14.7.19

1945-1953. Cinema e Resistenza, un bilancio (Nicola Badalucco, Mondo Operaio 1954)



Osserva Roberto Battaglia che la cultura italiana, che non può avere il ritmo rapido della cronaca, maturava una risposta al fascismo dell’8 settembre, risposta «altrettanto chiarificatrice e decisiva per il futuro, quanto quella fornita dalla classe operaia nell’urto diretto ed esplicito degli scioperi invernali». «... Nel momento in cui era in gioco la vita del paese, sembrò a molti, forse alla maggior parte degli uomini di cultura, di avere perduta la propria funzione, di non avere più nulla da dire finché non fosse tornata la pace... ». È naturale che, in questo stato di cose, gli intellettuali e gli artisti non avrebbero potuto precorrere la rivoluzione armata del proletariato. «Ma non c’è da sorprendersi per ciò, della quasi totale mancanza, ad esempio, d’una vera e propria Poesia della Resistenza... Solo nel futuro, e ancor più nel dopoguerra, potrà maturarsi una diversa e più larga posizione » (Storia della Resistenza Italiana, pag. 174 e segg., Einaudi, II ed.).
Anche limitate al solo campo del cinema, le osservazioni del Battaglia si rivelano esatte. Il cinema evidentemente non avrebbe potuto dare un contributo alla Resistenza, nel tempo in cui questa era nel suo pieno sviluppo, poiché il controllo sulla produzione e le serie deficenze organizzative costituivano limiti insormontabili per un cinema rivoluzionario. L’opera del cinema avrebbe potuto sopraggiungere dopo la fine delle ostilità, e così infatti è accaduto. Ora è però da vedere se quest’opera è stata sufficiente e idonea a restituire alle grandi lotte popolari quanto ha potuto da esse attingere, di forza e di verità.
Non solo la Resistenza ha preceduto e superato il rinnovamento della cultura, ma ancora oggi essa non è stata interamente raggiunta dagli intellettuali democratici e non è stata tradotta in opere consapevolmente e sufficientemente destinate a renderla alla storia e all’arte nazionale, in tutta la sua grandezza.
Riguardo al cinema, si riconosce ad alcuni artisti il merito di avere, per primi e con migliori risultati, raccolto i benefici delle lotte popolari di liberazione. Anzi in questo senso il cinema ha sopravanzato le altre arti che, con ritardo e con minor vigore, hanno appreso la lezione degli ultimi avvenimenti. Le opere cinematografiche del primo dopoguerra hanno raggiunto un livello artistico eccezionale ed hanno assicurato un prezioso patrimonio alla cultura italiana, offrendo alla stessa letteratura ì temi e il modo per operare un radicale rinnovamento.

**MATERIALE FORNITO:**
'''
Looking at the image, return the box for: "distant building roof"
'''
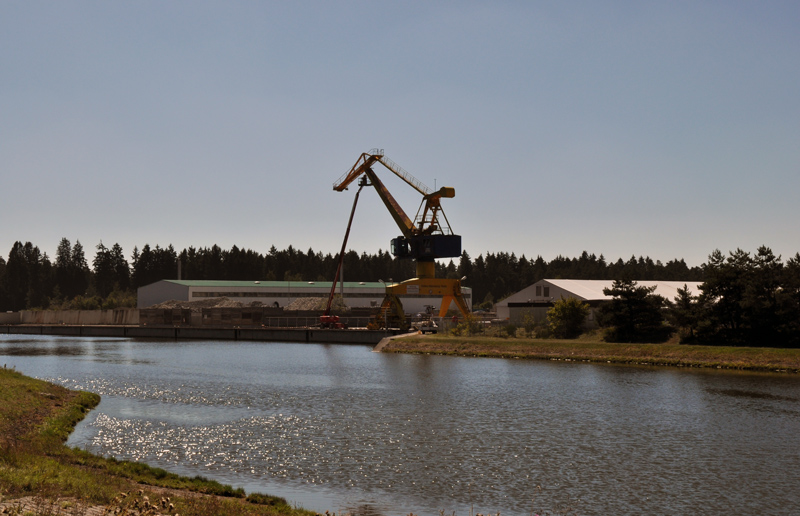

**DETTAGLI ESERCIZIO:**
Riprendi il testo su cinema e Resistenza e continualo dopo la sua ultima frase.

**ESERCIZIO SVOLTO:**
I primi motivi che mossero alcuni tra i maggiori film furono l’occupazione nazista e la guerra partigiana.
Roberto Rossellini, con Roma, città aperta (1945) si rivelò come il primo uomo di cinema che, il giorno dopo la liberazione, era già in grado di esprimere una ribellione — pure confusa e immatura — sorta come diretta conseguenza dei recenti fatti rivoluzionari.
Rossellini non si era trovato, a differenza di molti altri, influenzato e limitato dalla cultura tradizionale; egli poteva quindi, con libertà e spregiudicatezza, scavalcare tutti i confini della retorica ed esprimersi con sincerità e immediatezza. Posto dinanzi ad una realtà, che aveva generato in lui un moto spontaneo di reazione, Rossellini ha saputo dare un quadro della vita di allora, che ancora oggi — dopo quasi dieci anni — conserva freschezza e drammaticità. E anche in alcuni episodi di Paisà (1946), quando già non s'intravedono ricerche di stile e tendenze spirituali, è possibile oggi riconoscere ambienti, situazioni, atmosfera, drammaticità, che segnarono la vita italiana di quel momento.
Le indicazioni di Rossellini non hanno avuto il seguito che meritavano; lo stesso Rossellini, distaccatosi dalla realtà, che aveva protetto il suo estro da tentazioni di stile e da presunzioni concettuali, ha trascurato l’approfondimento dei suoi film maggiori.
Gli esempi di film realizzati sotto la spinta della rivolta popolare, oltre a quelli di Rossellini, sono pochi. Nel 1946 l’ANPI affidava ad Aldo Vergano la direzione di Il sole sorge ancora. Questo film, pur essendo a volte schematico (specialmente in alcune situazioni di carattere personale) e pur non proseguendo su una condotta unitaria di stile e di intenti, riesce tuttavia a rappresentare una realtà artistica e soprattutto storica — la guerra partigiana — in modo vivo e sentito.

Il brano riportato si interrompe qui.